| What you need to do |
Rewrite the entries below as a JSON list of strings with one string per line, starting at the first line and stopping after the line that contains "94), (130, 108)]". Leave out any blank lines.

═════ Excerpted records

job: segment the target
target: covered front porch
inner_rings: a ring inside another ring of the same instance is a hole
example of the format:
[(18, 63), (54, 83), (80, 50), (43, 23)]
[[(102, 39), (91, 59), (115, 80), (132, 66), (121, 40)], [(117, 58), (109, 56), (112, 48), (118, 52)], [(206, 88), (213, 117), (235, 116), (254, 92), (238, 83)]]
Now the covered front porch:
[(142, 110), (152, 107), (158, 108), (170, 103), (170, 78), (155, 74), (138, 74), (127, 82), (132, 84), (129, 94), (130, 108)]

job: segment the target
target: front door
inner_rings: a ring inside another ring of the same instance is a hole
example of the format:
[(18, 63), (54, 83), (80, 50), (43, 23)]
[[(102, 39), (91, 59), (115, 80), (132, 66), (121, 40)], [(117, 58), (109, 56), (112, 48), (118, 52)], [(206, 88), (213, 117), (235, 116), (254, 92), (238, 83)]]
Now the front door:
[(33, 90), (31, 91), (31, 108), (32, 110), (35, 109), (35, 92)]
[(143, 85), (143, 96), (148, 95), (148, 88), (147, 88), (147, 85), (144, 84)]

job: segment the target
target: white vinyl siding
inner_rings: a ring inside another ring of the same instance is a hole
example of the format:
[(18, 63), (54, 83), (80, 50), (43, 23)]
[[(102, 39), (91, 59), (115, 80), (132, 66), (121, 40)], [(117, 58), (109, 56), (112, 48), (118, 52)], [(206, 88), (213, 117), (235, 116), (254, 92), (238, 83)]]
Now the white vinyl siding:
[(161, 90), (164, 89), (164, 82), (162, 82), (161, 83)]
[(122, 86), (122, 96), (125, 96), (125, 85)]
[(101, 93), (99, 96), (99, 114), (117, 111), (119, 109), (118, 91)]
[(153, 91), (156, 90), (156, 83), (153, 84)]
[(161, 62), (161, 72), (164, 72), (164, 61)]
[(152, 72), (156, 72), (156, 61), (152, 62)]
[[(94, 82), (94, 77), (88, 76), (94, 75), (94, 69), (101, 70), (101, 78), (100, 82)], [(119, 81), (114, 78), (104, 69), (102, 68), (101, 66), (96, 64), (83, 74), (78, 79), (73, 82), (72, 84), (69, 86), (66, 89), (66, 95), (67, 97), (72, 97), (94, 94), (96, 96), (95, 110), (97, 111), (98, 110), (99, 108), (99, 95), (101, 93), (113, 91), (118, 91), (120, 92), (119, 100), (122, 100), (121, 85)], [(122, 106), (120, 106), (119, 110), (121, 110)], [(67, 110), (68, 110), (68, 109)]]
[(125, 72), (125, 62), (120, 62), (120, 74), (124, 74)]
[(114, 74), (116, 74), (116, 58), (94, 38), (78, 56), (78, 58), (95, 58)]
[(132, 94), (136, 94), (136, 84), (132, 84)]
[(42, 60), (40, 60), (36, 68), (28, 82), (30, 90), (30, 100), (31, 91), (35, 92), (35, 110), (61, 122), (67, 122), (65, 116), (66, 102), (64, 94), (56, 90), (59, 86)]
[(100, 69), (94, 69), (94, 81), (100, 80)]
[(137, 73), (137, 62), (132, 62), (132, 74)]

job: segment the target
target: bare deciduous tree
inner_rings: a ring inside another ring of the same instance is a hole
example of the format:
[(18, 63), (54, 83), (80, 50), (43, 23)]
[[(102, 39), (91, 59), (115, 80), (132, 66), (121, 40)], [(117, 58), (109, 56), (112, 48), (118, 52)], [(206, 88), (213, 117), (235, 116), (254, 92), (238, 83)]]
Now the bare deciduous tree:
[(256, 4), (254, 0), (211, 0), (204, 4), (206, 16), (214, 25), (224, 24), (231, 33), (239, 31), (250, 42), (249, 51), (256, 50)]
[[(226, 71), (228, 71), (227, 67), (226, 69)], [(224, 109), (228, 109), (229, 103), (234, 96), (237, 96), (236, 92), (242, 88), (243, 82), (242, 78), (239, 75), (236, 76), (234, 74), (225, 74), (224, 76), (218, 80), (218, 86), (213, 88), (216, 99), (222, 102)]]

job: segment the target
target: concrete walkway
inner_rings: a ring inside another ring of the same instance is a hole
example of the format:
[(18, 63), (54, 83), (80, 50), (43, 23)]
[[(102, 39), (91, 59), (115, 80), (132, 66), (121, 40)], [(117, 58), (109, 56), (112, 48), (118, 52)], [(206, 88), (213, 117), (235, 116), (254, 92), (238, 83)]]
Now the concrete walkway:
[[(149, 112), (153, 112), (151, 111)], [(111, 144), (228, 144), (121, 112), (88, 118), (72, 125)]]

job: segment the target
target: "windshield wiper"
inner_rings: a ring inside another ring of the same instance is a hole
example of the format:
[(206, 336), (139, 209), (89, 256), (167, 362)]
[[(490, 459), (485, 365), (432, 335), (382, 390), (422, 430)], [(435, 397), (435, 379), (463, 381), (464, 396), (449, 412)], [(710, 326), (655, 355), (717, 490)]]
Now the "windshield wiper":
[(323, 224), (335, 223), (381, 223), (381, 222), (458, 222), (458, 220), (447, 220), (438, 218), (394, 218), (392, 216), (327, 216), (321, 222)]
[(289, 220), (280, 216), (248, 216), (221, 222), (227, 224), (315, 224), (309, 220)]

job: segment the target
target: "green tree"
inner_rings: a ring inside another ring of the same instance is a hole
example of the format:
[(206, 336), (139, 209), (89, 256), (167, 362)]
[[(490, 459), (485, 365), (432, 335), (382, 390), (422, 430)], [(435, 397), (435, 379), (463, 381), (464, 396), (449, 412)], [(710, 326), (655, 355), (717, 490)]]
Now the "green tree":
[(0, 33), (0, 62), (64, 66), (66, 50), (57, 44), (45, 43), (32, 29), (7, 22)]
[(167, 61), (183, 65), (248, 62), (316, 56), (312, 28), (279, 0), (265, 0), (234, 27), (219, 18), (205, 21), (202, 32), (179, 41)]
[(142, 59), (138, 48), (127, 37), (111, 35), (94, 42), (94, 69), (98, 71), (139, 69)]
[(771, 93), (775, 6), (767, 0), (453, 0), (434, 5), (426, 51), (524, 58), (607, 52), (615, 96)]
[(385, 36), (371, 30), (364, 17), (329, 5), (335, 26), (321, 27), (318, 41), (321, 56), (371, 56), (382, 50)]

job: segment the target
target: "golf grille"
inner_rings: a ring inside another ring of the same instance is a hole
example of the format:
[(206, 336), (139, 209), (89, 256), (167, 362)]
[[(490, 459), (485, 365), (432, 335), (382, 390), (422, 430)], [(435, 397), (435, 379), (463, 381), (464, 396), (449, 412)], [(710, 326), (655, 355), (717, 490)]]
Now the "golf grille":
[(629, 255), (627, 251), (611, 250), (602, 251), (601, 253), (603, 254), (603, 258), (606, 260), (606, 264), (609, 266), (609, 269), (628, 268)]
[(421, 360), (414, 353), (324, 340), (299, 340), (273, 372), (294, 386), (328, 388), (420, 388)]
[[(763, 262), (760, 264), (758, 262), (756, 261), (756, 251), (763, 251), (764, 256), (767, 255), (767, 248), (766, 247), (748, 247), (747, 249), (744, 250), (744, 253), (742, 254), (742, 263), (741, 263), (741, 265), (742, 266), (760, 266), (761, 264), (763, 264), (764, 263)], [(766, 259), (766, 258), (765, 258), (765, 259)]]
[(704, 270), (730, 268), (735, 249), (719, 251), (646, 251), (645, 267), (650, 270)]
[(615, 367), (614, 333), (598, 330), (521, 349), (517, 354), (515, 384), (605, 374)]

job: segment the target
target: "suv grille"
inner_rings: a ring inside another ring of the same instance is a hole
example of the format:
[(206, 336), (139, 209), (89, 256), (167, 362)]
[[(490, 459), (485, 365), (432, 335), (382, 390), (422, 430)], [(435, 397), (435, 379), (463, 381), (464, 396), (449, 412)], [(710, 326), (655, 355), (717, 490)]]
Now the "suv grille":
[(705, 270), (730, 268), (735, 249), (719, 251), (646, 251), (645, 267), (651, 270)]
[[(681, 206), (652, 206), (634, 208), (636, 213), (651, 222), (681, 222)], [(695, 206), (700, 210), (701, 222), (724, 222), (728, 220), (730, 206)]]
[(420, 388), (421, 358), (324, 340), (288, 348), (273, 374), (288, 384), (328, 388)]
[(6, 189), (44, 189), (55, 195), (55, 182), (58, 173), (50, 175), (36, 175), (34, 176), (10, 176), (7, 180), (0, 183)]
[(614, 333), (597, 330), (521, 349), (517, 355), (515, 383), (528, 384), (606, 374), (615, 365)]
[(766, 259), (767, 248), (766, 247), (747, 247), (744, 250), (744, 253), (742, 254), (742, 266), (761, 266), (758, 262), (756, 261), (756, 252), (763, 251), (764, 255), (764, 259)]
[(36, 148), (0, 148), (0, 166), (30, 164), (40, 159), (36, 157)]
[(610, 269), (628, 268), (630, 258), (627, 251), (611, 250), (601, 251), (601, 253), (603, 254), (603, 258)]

══════════

| Full response |
[
  "job: segment the target",
  "target: covered front porch",
  "inner_rings: a ring inside another ring of the same instance is a hole",
  "example of the format:",
  "[(18, 63), (54, 83), (80, 50), (43, 23)]",
  "[[(102, 39), (91, 59), (115, 80), (132, 66), (121, 40)], [(117, 58), (109, 56), (112, 48), (118, 52)], [(206, 88), (213, 117), (235, 116), (254, 92), (238, 83)]]",
  "Now the covered front porch:",
  "[(142, 110), (152, 107), (158, 108), (170, 103), (170, 78), (155, 74), (138, 74), (127, 82), (132, 84), (129, 94), (130, 108)]"
]